ÉNONCÉ:
Recopiez à l'identique tout ce qui va de la ligne contenant « Please put a marker on the distant » jusqu'à la fin des lignes, ces deux bornes incluses. Ne reprenez pas les images dans votre réponse.

(Lignes de pointage d'objets sur photos)
◆ ◆ ◆ ◆ ◆ ◆ ◆

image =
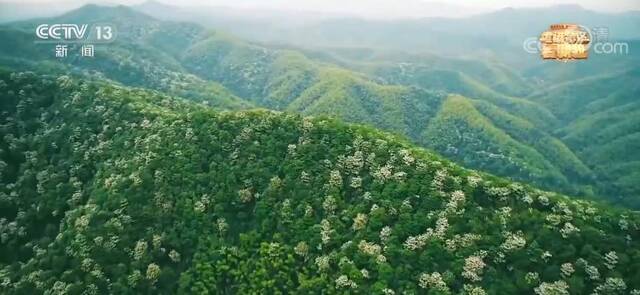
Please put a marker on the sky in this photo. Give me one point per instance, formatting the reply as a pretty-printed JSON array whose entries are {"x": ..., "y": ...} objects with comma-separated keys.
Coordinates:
[{"x": 380, "y": 8}]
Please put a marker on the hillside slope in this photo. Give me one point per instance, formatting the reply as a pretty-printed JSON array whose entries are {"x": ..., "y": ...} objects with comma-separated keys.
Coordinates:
[
  {"x": 107, "y": 189},
  {"x": 223, "y": 71}
]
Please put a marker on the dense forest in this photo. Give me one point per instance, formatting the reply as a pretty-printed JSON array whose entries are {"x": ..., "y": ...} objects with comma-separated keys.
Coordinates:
[
  {"x": 186, "y": 160},
  {"x": 109, "y": 189},
  {"x": 576, "y": 136}
]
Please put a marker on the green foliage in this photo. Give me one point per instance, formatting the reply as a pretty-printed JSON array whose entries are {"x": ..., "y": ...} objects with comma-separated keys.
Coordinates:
[{"x": 109, "y": 189}]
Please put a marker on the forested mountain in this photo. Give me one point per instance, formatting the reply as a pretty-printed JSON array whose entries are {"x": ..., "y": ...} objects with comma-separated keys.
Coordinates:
[
  {"x": 109, "y": 189},
  {"x": 482, "y": 114}
]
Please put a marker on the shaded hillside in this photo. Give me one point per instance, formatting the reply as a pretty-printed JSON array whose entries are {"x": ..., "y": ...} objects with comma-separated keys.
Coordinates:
[
  {"x": 108, "y": 189},
  {"x": 396, "y": 95}
]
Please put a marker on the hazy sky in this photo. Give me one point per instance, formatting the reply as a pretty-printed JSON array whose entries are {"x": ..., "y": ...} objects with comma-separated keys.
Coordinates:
[{"x": 382, "y": 8}]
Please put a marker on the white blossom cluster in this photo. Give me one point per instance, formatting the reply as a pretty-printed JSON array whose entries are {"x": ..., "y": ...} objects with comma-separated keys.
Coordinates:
[{"x": 567, "y": 269}]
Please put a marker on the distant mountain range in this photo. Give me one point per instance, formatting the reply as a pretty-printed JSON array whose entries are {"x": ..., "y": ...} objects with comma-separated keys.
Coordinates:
[{"x": 484, "y": 114}]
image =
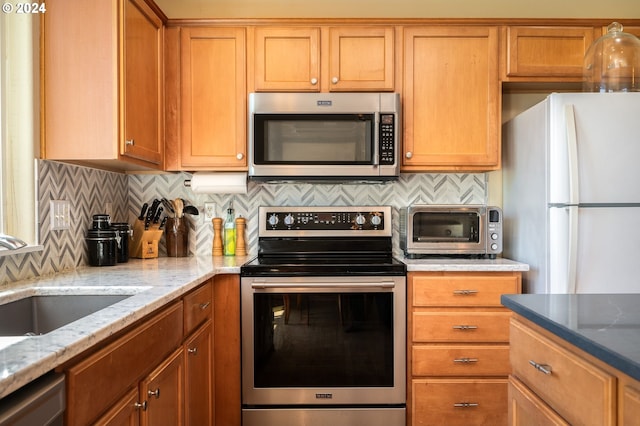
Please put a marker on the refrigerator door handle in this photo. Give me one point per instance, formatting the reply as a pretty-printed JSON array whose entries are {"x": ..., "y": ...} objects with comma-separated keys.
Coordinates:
[
  {"x": 572, "y": 146},
  {"x": 572, "y": 255}
]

◆ ◆ ◆ ◆ ◆ ◆ ◆

RÉPONSE:
Please put a marker on the distant mountain range in this photo. Give me one point per instance, formatting the reply as a pretty-printed JSON array whose entries are {"x": ..., "y": ...} objects with comma-separated keys.
Coordinates:
[{"x": 484, "y": 114}]
image =
Please put a marker on the refrigerator door handle in this photo. Give me one point per instance, formatting the reply as a pretty-printed JSON array whose entries are {"x": ..., "y": ...} objects with comma-separated keys.
Coordinates:
[
  {"x": 572, "y": 146},
  {"x": 572, "y": 255}
]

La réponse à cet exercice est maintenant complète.